▶ _Required task 1_
Gather every line of the listing that contains the string "wooden", paying attention to case.

▶ _Selected passage_

OTHER OPERATING EXPENSES
For the nine months ended November 3, 2001, other operating expenses were $429.2 million, or 10.3% of net sales, compared to $420.5 million, or 9.4% of net sales, for the nine months ended October 28, 2000. The increase in expenses was principally due to 1) depreciation expense resulting from new stores, remodels and expansions of existing stores and increased investments in information technology; and 2) increased rental expenses resulting from new and expanded leased stores. These increases were partially offset by the expenses associated with the nine stores sold to The May Department Stores Company. The decline in expense leverage was principally due to the inability to reduce fixed expenses relative to the decline in sales.
<PAGE 25>
INTEGRATION COSTS
For the nine months ended November 3, 2001, integration costs were $1.5 million, compared to $20.6 million for the nine months ended October 28, 2000. The 2001 charges were largely related to the continuing consolidation efforts of the southern distribution centers. The 2000 costs primarily consisted of the consolidation of the Herberger's and McRae's operating divisions and the consolidation of the southern distribution centers.
LOSSES FROM LONG-LIVED ASSETS
For the nine months ended November 3, 2001, the Company incurred losses from long-lived assets of $18.6 million related to (1) the goodwill and intangibles associated with the disposition of the Bullock & Jones catalog and the reorganization of the Saks Direct business and (2) property and equipment associated with the disposition of store locations. For the nine months ended October 28, 2000, losses from long-lived assets of $1.2 million related to the loss associated with the sale of a closed store, partially offset by gains from the sale of a store location and a closed distribution center.

▶ _Exercise inputs_

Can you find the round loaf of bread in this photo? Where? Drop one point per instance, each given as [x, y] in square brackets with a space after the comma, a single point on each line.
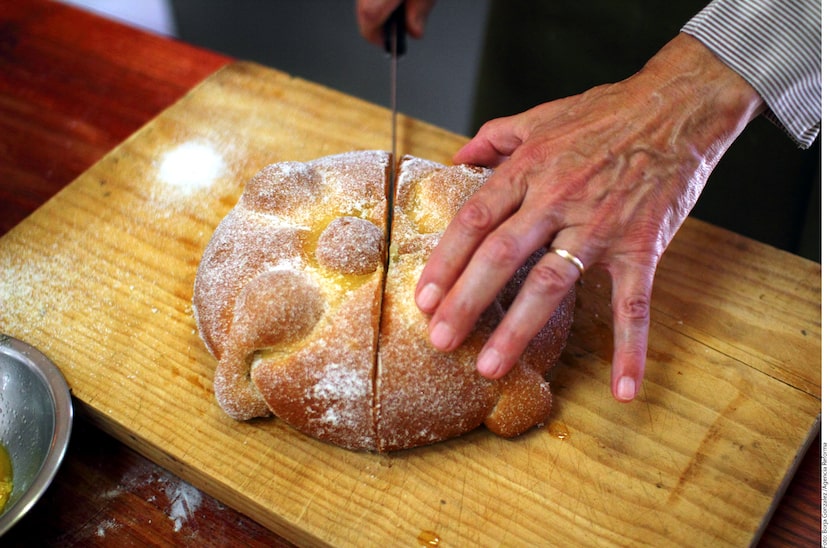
[295, 300]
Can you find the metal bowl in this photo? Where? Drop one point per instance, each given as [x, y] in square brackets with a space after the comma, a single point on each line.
[35, 423]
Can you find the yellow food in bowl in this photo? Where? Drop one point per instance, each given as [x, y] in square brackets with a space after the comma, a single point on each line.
[5, 477]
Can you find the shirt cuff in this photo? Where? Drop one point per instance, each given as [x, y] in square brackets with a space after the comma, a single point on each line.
[775, 45]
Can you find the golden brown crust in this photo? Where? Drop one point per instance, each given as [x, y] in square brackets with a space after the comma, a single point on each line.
[288, 299]
[278, 315]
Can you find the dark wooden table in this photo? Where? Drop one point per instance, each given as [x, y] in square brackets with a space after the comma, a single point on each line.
[72, 87]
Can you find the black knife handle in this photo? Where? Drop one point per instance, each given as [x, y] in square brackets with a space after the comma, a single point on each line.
[396, 21]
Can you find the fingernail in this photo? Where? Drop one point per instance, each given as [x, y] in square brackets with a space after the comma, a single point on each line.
[626, 388]
[442, 336]
[428, 298]
[489, 362]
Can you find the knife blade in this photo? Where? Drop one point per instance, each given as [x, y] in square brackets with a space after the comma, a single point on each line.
[394, 31]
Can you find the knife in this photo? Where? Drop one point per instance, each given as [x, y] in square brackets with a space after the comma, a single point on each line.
[394, 31]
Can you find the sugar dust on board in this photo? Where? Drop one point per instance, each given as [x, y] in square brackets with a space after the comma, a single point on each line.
[5, 477]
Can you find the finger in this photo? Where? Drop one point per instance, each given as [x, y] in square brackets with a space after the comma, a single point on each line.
[493, 264]
[495, 201]
[371, 16]
[631, 303]
[546, 285]
[492, 145]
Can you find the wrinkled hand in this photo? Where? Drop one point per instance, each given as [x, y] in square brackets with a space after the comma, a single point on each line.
[608, 175]
[372, 14]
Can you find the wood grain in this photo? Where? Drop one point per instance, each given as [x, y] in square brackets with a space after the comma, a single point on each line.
[99, 278]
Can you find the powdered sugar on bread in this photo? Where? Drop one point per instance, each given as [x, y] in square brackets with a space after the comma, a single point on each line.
[288, 299]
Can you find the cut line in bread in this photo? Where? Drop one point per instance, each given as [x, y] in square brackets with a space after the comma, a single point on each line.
[294, 299]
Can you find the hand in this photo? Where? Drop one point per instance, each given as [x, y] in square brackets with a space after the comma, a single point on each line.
[372, 14]
[608, 175]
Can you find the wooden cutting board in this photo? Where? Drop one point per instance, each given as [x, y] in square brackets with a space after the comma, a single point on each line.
[100, 279]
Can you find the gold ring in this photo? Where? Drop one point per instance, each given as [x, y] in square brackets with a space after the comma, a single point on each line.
[570, 257]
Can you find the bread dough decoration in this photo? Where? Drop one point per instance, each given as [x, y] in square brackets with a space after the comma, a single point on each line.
[292, 300]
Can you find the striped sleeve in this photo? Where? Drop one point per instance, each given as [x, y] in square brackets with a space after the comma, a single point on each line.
[775, 45]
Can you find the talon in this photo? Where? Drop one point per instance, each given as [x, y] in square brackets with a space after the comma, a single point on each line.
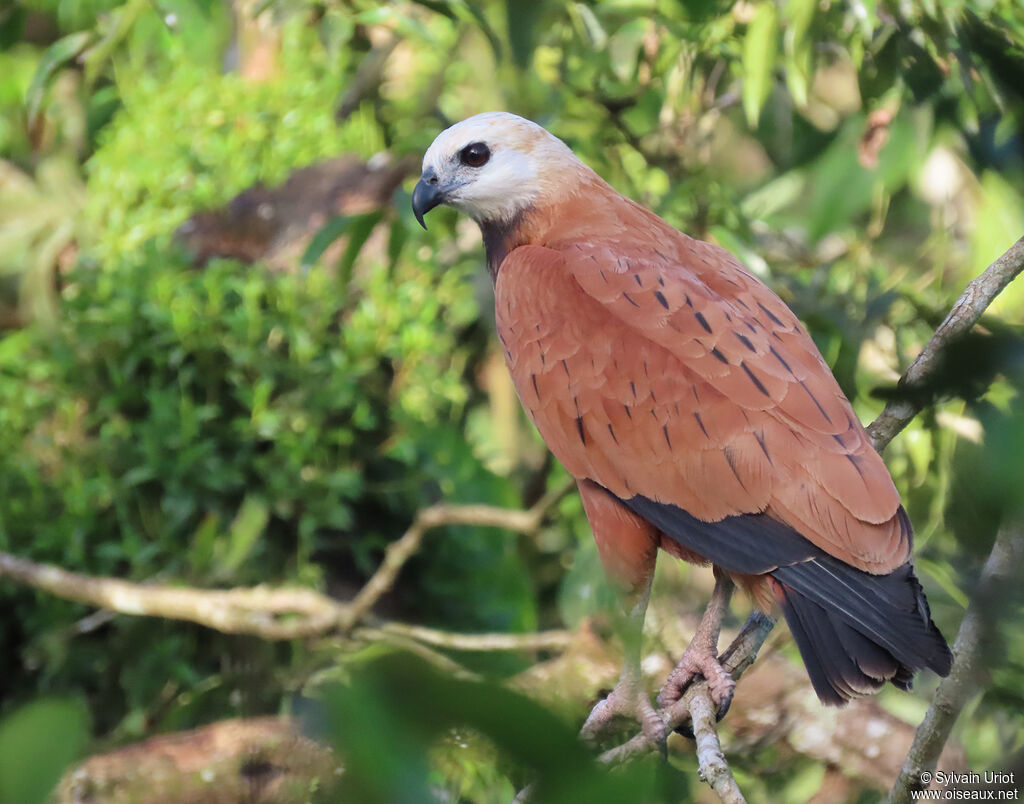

▶ _Required task 2_
In one to three sentences, explain why other operating expenses rose for the nine months ended November 3, 2001, according to the expense discussion above.

▶ _Written answer 1_
Can you find the dark wooden table in this photo? Where? Drop one point per instance, each given as [x, y] in square brackets with a space after the comma, a single point on each line.
Can you find the wooden cutting board in this photo? Where? Drop one point per instance, each given as [x, y] in square brackets with a space after the comma, a single point on each line.

▶ _Written answer 2_
The increase was principally due to higher depreciation expense from new stores, remodels and expansions of existing stores, and increased investments in information technology. Higher rental expenses from new and expanded leased stores also contributed.